### What the exercise asks
Copy each line containing the word "dock" from the records that follow, please.

### Input material
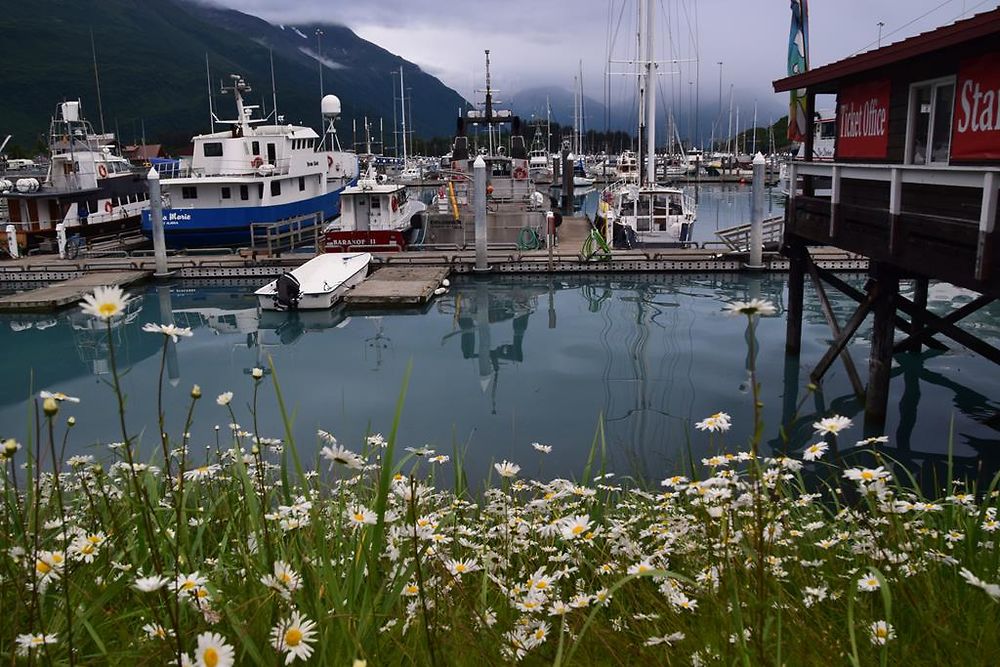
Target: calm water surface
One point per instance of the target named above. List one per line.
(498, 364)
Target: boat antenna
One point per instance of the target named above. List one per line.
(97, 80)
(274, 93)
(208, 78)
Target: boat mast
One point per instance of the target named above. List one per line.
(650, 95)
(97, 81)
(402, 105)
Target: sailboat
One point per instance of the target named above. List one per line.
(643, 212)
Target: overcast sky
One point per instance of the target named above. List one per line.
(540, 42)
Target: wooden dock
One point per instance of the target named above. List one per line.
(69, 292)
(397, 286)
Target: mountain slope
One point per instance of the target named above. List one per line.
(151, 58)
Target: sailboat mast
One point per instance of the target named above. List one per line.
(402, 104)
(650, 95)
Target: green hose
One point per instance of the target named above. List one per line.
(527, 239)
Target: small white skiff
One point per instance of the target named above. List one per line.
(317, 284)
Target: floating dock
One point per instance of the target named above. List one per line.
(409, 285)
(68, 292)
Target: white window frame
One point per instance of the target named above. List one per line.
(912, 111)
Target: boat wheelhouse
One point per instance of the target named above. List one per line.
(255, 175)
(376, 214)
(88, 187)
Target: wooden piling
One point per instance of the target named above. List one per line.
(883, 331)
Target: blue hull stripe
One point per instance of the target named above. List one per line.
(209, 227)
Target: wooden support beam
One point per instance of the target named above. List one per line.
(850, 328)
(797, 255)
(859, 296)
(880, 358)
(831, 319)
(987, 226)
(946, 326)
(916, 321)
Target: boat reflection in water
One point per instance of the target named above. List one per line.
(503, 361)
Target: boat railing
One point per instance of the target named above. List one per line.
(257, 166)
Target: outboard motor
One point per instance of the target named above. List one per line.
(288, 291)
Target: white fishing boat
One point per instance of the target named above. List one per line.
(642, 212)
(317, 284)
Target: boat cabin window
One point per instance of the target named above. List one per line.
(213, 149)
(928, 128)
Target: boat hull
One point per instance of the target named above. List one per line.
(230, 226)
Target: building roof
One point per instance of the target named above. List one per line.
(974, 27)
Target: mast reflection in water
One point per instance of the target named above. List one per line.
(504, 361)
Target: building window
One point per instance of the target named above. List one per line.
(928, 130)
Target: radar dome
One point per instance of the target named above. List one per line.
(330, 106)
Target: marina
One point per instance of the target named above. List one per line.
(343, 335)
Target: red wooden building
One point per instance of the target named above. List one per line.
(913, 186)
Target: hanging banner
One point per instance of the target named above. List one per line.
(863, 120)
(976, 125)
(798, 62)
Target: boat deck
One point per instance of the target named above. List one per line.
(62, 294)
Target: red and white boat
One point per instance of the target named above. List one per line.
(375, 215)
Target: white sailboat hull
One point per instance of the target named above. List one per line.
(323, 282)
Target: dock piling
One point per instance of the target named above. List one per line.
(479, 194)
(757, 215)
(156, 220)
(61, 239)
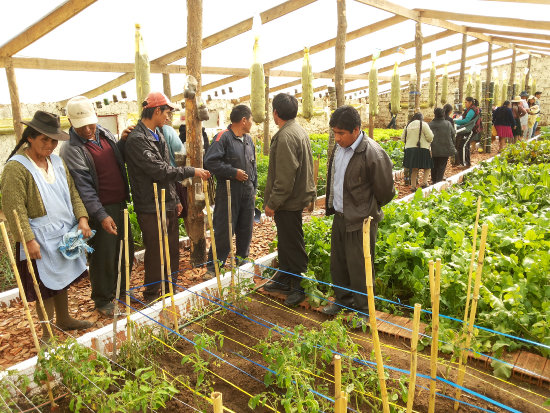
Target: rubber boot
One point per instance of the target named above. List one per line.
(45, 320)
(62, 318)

### Task output
Target: wooden dock
Target: floating dock
Target: dock piling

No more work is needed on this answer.